[Prompt] When every entry has been read, print each one back exactly.

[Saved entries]

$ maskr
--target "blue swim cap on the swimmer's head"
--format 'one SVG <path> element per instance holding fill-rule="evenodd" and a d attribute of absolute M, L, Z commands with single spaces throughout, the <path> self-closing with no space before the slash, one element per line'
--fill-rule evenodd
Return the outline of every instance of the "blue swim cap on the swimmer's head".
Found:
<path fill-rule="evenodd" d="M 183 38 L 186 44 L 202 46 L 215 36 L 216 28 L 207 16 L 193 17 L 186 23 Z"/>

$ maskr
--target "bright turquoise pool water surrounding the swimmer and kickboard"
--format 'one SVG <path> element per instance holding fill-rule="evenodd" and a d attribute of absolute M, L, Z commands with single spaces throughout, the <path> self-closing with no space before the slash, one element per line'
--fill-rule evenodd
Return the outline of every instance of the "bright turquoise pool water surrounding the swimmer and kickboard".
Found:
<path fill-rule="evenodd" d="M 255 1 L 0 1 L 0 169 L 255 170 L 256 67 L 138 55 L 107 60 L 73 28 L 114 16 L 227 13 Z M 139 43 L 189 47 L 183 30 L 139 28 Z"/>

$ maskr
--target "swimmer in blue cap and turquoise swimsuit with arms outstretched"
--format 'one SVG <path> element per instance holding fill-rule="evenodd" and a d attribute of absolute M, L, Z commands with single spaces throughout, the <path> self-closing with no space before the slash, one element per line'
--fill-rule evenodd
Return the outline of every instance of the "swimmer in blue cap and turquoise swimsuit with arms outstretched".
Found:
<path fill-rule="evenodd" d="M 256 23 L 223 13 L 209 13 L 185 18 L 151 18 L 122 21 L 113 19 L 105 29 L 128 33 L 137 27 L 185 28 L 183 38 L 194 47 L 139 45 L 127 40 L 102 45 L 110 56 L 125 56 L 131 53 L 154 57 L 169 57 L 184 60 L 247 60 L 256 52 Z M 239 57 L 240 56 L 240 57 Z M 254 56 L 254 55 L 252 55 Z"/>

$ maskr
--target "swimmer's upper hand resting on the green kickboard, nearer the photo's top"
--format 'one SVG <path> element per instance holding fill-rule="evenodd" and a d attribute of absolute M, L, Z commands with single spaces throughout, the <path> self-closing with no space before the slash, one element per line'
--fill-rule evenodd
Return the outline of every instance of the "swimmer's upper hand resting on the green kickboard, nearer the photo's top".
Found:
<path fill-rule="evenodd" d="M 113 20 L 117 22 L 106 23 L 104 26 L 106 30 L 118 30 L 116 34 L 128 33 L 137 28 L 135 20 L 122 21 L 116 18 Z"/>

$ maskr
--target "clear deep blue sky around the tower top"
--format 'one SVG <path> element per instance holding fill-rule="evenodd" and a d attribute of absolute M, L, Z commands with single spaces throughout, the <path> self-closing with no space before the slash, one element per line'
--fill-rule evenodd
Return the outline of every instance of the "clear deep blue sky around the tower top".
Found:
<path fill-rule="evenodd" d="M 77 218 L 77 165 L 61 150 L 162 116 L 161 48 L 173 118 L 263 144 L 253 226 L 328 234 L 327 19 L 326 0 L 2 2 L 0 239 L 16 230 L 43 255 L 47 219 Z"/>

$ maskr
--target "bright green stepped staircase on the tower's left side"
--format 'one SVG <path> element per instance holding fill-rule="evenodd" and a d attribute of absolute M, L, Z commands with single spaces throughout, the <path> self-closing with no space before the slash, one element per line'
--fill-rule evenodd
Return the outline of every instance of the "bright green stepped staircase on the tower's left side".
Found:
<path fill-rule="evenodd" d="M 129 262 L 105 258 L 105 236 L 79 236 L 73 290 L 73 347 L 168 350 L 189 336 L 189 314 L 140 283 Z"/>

[Reply to the exercise]
$ maskr
--target "blue swim cap on the swimmer's head"
--format 'one SVG <path> element per instance holding fill-rule="evenodd" and a d attribute of absolute M, L, Z commands with single spaces throughout, the <path> self-closing with no space before the slash, one element per line'
--fill-rule evenodd
Return the outline of every instance of the "blue swim cap on the swimmer's head".
Found:
<path fill-rule="evenodd" d="M 183 38 L 186 44 L 202 46 L 215 36 L 216 28 L 207 16 L 193 17 L 186 23 Z"/>

$ maskr
--target "bright turquoise pool water surrounding the swimmer and kickboard"
--format 'one SVG <path> element per instance holding fill-rule="evenodd" and a d attribute of absolute M, L, Z commands with single spaces throughout, the <path> self-closing with no space before the slash, one element per line'
--fill-rule evenodd
Return the outline of every instance of the "bright turquoise pool water surrounding the swimmer and kickboard".
Found:
<path fill-rule="evenodd" d="M 255 1 L 0 1 L 0 169 L 255 170 L 256 67 L 138 55 L 107 60 L 73 28 L 114 16 L 227 13 Z M 139 43 L 189 47 L 183 30 L 139 28 Z"/>

$ maskr
--target "swimmer in blue cap and turquoise swimsuit with arms outstretched"
--format 'one SVG <path> element per instance holding fill-rule="evenodd" and a d attribute of absolute M, L, Z commands with single spaces throughout, the <path> self-closing with no space before the slash, one element per line'
--fill-rule evenodd
Return the outline of every instance of the "swimmer in blue cap and turquoise swimsuit with arms outstretched".
Found:
<path fill-rule="evenodd" d="M 256 23 L 223 13 L 209 13 L 185 18 L 151 18 L 122 21 L 113 19 L 105 29 L 128 33 L 137 27 L 185 28 L 183 38 L 194 47 L 139 45 L 127 40 L 102 45 L 110 56 L 125 56 L 131 53 L 154 57 L 169 57 L 184 60 L 247 60 L 256 52 Z M 239 57 L 240 56 L 240 57 Z M 254 56 L 254 55 L 252 55 Z"/>

$ maskr
--target "swimmer's upper hand resting on the green kickboard, nearer the photo's top"
--format 'one SVG <path> element per instance holding fill-rule="evenodd" and a d attribute of absolute M, L, Z commands with single spaces throughout, the <path> self-closing with no space before the slash, one element per line'
--fill-rule evenodd
Return the outline of every instance of the "swimmer's upper hand resting on the green kickboard, nearer the photo's top".
Found:
<path fill-rule="evenodd" d="M 113 20 L 117 22 L 106 23 L 104 26 L 106 30 L 118 30 L 116 34 L 128 33 L 137 28 L 135 20 L 122 21 L 116 18 Z"/>

$ maskr
--target "clear deep blue sky around the tower top"
--format 'one SVG <path> element per instance holding fill-rule="evenodd" and a d attribute of absolute M, L, Z commands with single spaces throughout, the <path> self-closing with no space before the slash, one element per line'
--fill-rule evenodd
Return the outline of every instance of the "clear deep blue sky around the tower top".
Found:
<path fill-rule="evenodd" d="M 77 218 L 77 165 L 61 150 L 162 116 L 161 48 L 173 118 L 263 144 L 253 226 L 328 234 L 327 19 L 326 0 L 2 2 L 0 239 L 16 230 L 43 255 L 47 219 Z"/>

$ maskr
--target "bright green stepped staircase on the tower's left side"
--format 'one SVG <path> element per instance holding fill-rule="evenodd" and a d attribute of absolute M, L, Z commands with single spaces throughout, the <path> self-closing with no space before the slash, one element per line'
--fill-rule evenodd
Return the outline of every instance of the "bright green stepped staircase on the tower's left side".
Found:
<path fill-rule="evenodd" d="M 129 262 L 105 258 L 105 236 L 79 236 L 73 290 L 73 347 L 168 350 L 189 336 L 189 314 L 140 283 Z"/>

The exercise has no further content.